_Excerpt to read_
In its first year, Clay County Fair drew 30,000 guests. In 1936, the fair completed construction of its second grandstand, able to seat more than 7,500. It remains in use today. During the 1930s, the fair continued construction of agricultural buildings for livestock. Clay County Fair has firmly planted itself as the largest Midwest county fair.

The fair also hosts a carnival of at least 80 rides and attractions. There also are numerous businesses that have booths throughout the fairgrounds. It consists of more than 35 square city blocks of space, and continues to fill up the space tighter and tighter every year.

Some familiar people/groups who have visited or performed at Clay County Fair are: Former President George W. Bush, Sen. John Kerry, former Vice President Al Gore, Bob Hope, Lynyrd Skynyrd, Johnny Cash, Tim McGraw, John Michael Montgomery, Kenny Rogers, Lee Ann Womack, Martina McBride, REO Speedwagon, The Righteous Brothers, Plus One, Clay Aiken, ZZ Top, LeAnn Rimes, Brad Paisley, Toby Keith, Chris LeDoux, Styx, Vanilla Ice, Jeff Foxworthy, Bryan White, Lee Greenwood, Bill Cosby, Red Skelton, Jim Nabors, Lonestar, Grand Funk Railroad, Garth Brooks, Survivor, Trisha Yearwood, Bill Engvall, Heart and Foreigner.

With completion of the Clay County Regional Events Center inside the fairground walls, new opportunities have opened. Some of these are indoor concerts. With seating up to 3,400 people, the events center has hosted The Barnum and Bailey Circus, and the Lipizzan Stallions. It also has a large ballroom/dining room capable of seating up to 400 people, just creating even more opportunities to flourish and grow.

_Records_
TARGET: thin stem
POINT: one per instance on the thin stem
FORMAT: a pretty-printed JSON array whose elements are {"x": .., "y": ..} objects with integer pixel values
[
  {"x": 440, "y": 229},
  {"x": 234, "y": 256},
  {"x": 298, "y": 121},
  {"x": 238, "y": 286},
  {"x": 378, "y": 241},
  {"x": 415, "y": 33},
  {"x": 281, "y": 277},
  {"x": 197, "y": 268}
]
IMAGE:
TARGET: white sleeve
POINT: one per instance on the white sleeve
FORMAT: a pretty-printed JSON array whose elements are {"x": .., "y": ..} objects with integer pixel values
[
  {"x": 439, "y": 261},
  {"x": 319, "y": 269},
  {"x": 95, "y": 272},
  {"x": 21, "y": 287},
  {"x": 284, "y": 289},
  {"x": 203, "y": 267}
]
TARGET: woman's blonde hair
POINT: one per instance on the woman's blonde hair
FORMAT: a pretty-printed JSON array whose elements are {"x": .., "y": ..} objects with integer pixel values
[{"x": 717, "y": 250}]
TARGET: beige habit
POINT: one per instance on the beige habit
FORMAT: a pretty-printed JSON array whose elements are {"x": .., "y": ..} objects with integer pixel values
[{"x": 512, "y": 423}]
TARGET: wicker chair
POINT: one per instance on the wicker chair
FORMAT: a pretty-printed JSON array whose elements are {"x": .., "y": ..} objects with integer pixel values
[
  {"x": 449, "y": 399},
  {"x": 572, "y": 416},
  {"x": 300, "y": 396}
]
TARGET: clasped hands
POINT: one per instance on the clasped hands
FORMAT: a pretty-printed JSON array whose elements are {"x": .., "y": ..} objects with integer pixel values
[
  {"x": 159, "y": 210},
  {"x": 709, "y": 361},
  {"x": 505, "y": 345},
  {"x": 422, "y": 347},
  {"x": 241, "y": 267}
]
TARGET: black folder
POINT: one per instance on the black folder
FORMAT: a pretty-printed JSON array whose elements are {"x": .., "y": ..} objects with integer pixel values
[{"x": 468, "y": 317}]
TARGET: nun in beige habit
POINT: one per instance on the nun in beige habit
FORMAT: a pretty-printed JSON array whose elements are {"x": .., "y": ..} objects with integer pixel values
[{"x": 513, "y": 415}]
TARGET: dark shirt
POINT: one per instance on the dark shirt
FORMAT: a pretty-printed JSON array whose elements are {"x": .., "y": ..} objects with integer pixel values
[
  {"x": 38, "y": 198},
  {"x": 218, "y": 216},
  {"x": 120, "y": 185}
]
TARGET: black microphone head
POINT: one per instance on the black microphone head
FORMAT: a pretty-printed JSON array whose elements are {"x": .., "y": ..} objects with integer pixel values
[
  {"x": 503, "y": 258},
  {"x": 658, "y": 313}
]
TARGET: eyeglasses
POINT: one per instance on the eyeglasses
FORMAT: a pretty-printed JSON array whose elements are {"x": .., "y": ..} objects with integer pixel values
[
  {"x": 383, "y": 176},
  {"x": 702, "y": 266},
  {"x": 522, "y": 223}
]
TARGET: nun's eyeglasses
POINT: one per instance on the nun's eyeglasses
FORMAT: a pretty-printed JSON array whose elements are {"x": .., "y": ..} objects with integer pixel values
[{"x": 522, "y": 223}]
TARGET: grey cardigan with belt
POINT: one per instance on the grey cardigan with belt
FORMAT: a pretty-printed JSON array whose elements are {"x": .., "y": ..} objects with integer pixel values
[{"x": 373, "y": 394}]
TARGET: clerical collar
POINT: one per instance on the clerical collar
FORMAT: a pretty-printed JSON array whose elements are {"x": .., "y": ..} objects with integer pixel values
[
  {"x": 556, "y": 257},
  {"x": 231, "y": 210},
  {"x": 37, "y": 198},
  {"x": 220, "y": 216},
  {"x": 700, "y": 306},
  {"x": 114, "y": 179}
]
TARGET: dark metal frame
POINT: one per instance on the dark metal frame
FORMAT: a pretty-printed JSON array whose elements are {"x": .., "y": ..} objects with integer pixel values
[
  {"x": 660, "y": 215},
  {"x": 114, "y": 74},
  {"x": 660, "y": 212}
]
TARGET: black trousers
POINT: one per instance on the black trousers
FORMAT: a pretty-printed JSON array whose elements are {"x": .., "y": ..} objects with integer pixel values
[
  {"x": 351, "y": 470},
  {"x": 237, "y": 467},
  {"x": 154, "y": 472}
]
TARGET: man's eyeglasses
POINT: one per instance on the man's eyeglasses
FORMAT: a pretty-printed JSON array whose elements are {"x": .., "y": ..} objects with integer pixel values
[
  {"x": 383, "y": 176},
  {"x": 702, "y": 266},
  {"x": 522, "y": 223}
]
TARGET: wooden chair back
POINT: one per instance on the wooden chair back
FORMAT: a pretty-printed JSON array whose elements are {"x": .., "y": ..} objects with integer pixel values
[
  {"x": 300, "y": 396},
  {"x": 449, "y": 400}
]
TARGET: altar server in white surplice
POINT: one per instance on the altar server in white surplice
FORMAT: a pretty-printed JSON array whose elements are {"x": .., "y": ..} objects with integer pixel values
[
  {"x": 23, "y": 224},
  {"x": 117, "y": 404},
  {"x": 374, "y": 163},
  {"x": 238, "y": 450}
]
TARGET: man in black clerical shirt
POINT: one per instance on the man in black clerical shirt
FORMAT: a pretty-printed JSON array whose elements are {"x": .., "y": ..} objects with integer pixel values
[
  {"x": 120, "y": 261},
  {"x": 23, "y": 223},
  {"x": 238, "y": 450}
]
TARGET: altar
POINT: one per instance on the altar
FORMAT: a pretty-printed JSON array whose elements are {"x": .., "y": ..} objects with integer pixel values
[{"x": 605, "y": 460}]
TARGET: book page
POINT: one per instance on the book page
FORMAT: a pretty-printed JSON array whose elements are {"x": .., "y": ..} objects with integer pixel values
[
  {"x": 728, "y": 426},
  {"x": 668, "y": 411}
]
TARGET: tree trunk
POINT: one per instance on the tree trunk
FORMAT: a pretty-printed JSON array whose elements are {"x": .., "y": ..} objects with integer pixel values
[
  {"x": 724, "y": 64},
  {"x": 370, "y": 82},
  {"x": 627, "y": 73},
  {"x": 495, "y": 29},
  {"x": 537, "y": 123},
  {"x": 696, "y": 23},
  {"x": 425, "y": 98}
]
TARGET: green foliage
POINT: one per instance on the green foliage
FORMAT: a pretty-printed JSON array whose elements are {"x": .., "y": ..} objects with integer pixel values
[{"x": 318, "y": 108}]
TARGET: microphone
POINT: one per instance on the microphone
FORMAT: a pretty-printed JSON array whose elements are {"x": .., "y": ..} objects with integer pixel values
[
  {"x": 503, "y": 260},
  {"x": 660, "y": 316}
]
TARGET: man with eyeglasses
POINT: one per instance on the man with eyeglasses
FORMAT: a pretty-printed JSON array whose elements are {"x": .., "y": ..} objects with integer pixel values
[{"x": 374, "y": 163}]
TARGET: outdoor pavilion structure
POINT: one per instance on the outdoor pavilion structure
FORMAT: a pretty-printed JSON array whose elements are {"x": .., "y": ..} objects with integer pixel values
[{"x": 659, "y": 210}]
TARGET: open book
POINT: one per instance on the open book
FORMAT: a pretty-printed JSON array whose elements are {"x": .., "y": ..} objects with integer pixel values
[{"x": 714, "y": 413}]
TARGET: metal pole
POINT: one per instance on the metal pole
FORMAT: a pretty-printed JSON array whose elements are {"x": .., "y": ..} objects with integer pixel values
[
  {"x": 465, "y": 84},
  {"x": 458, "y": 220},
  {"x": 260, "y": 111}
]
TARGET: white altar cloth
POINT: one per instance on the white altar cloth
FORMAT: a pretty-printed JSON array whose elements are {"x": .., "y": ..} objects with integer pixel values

_What you are asked to do_
In the Clay County Fair text, copy the passage that begins at the words "With completion of" and stops after the words "flourish and grow.", keeping every word and punctuation mark unchanged.

_Answer for this exercise_
With completion of the Clay County Regional Events Center inside the fairground walls, new opportunities have opened. Some of these are indoor concerts. With seating up to 3,400 people, the events center has hosted The Barnum and Bailey Circus, and the Lipizzan Stallions. It also has a large ballroom/dining room capable of seating up to 400 people, just creating even more opportunities to flourish and grow.